_Exercise task 1:_ In the passage on dimensionality reduction below, what is it called when x_{1,l} is found while x_{l+1,n} lies in a hypercubic (n-l)D subregion of a non-empty segmenting n-cube?

_Source extract:_
....................
3.6 Efficiency of dimensionality reduction

The ideal efficiency of dimensionality reduction \((n-l)/n\) cannot be achieved. To express m nD sample points, total mn floating-point numbers are needed. The floating-point numbers used by the k groups of (\(n-l\))D affine linear manifolds are the sum of 2nk from the centroids and n-cube centres, \((n-l)nk\) from basis vectors and \((n-l)m\) from subspace points. Hence, the reduction in usage of floating-point numbers in the approximation is given by \(c_p=l/n-2(n-l+1)k/m\) resulted from subtracting the usage from and diving the outcome by the total, and clearly \(0\le c_p\le 1\).

3.7 Component prediction by interor extrapolation

The information about the fitted l hyperplanes can be used to determine l components of a general nD point \(\mathbf{x}\) of the underlying object as linear combinations of its remaining \(n-l\) components. Let \(\mathbf{P}_l\) and \(\mathbf{P}_{n-l}\) be two parts of a permutation matrix \(\mathbf{P}\), partitioning \(\mathbf{x}-\bar{\mathbf{x}}\) into l and \(n-l\) components as \(\mathbf{x}_{1,l}-\bar{\mathbf{x}}_{1,l}=\mathbf{P}_l(\mathbf{x}-\bar{\mathbf{x}})\) and \(\mathbf{x}_{l+1,n}-\bar{\mathbf{x}}_{l+1,n}=\mathbf{P}_{n-l}(\mathbf{x}-\bar{\mathbf{x}})\). Refer to the derivation of (4) and note, if \(\mathbf{x}\) is on the intersection of the fitted hyperplanes, \(\mathbf{V}_l'(\mathbf{x}-\bar{\mathbf{x}})=0\) with \(\mathbf{V}_l\) consisting of the last l vectors of \(\mathbf{V}\). Substituting \(\mathbf{x}-\bar{\mathbf{x}}=\mathbf{P}_l'(\mathbf{x}_{1,l}-\bar{\mathbf{x}}_{1,l})+\mathbf{P}'_{n-l}(\mathbf{x}_{l+1,n}-\bar{\mathbf{x}}_{l+1,n})\) into \(\mathbf{V}_l'(\mathbf{x}-\bar{\mathbf{x}})=0\), the least squares solution of \(\mathbf{x}_{1,l}-\bar{\mathbf{x}}_{1,l}\) yields

$$\begin{aligned} \mathbf{x}_{1,l}=\bar{\mathbf{x}}_{1,l}-(\mathbf{V}_l' \mathbf{P}_l')^+\mathbf{V}_l' \mathbf{P}_{n-l}'(\mathbf{x}_{l+1,n}-\bar{\mathbf{x}}_{l+1,n})\,, \end{aligned}$$
(6)

where \((\mathbf{V}_l' \mathbf{P}_l')^+\) is the Moore–Penrose inverse of \(\mathbf{V}_l' \mathbf{P}_l'\).

When \(\mathbf{x}_{l+1,n}\) belongs to a hypercubic \((n-l)\)D subregion of any non-empty segmenting n-cube, finding \(\mathbf{x}_{1,l}\) is called interpolation, or extrapolation otherwise. The produced \(\mathbf{x}_{1,l}\) is unreliable if the condition number of \(\mathbf{P}_l\mathbf{V}_{j,l}\) is considerably greater than 1 or if \(\mathbf{x}_{l+1,n}\) is faraway from any non-empty n-cube. If \(\mathbf{x}_{l+1,n}\) belongs to more than one non-empty segmenting n-cube, \(\mathbf{x}_{1,l}\) has multiple solutions.
....................
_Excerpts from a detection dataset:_
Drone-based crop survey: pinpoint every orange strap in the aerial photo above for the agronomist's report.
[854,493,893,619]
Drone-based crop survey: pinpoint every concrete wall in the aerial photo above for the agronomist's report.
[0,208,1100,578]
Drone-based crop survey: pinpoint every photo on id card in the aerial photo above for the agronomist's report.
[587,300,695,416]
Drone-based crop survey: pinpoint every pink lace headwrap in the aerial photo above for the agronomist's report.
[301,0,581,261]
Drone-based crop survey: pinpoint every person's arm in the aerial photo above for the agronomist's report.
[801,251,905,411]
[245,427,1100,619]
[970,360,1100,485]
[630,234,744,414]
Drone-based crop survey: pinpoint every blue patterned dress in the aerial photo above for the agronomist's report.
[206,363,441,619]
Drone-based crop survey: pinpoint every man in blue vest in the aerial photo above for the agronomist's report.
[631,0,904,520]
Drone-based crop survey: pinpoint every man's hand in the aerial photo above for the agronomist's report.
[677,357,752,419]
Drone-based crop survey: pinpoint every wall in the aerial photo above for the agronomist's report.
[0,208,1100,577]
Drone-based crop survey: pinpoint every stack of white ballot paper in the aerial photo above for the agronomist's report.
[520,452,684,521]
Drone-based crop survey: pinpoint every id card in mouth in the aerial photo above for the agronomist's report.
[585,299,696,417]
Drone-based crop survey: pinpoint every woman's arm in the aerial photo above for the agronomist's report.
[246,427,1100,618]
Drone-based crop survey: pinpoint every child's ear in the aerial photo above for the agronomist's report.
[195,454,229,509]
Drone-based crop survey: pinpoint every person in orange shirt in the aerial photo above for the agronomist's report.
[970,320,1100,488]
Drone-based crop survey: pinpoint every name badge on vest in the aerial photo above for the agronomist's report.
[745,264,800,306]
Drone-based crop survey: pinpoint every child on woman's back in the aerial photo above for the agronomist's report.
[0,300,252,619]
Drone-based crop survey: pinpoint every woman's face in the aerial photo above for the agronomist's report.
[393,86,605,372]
....................
_Exercise task 2:_ Lay out part of the rows above as a JSON list of strings, one string per line, with blank lines left out. Begin at the line that has "Drone-based crop survey: pinpoint every photo", and stop after the line that has "[970,320,1100,488]".

_Task result 1:_ Interpolation.

_Task result 2:_
[
  "Drone-based crop survey: pinpoint every photo on id card in the aerial photo above for the agronomist's report.",
  "[587,300,695,416]",
  "Drone-based crop survey: pinpoint every pink lace headwrap in the aerial photo above for the agronomist's report.",
  "[301,0,581,261]",
  "Drone-based crop survey: pinpoint every person's arm in the aerial photo above for the agronomist's report.",
  "[801,251,905,411]",
  "[245,427,1100,619]",
  "[970,360,1100,485]",
  "[630,234,744,414]",
  "Drone-based crop survey: pinpoint every blue patterned dress in the aerial photo above for the agronomist's report.",
  "[206,363,441,619]",
  "Drone-based crop survey: pinpoint every man in blue vest in the aerial photo above for the agronomist's report.",
  "[631,0,904,520]",
  "Drone-based crop survey: pinpoint every man's hand in the aerial photo above for the agronomist's report.",
  "[677,357,752,419]",
  "Drone-based crop survey: pinpoint every wall in the aerial photo above for the agronomist's report.",
  "[0,208,1100,577]",
  "Drone-based crop survey: pinpoint every stack of white ballot paper in the aerial photo above for the agronomist's report.",
  "[520,452,684,521]",
  "Drone-based crop survey: pinpoint every id card in mouth in the aerial photo above for the agronomist's report.",
  "[585,299,696,417]",
  "Drone-based crop survey: pinpoint every woman's arm in the aerial photo above for the agronomist's report.",
  "[246,427,1100,618]",
  "Drone-based crop survey: pinpoint every child's ear in the aerial photo above for the agronomist's report.",
  "[195,454,229,509]",
  "Drone-based crop survey: pinpoint every person in orange shirt in the aerial photo above for the agronomist's report.",
  "[970,320,1100,488]"
]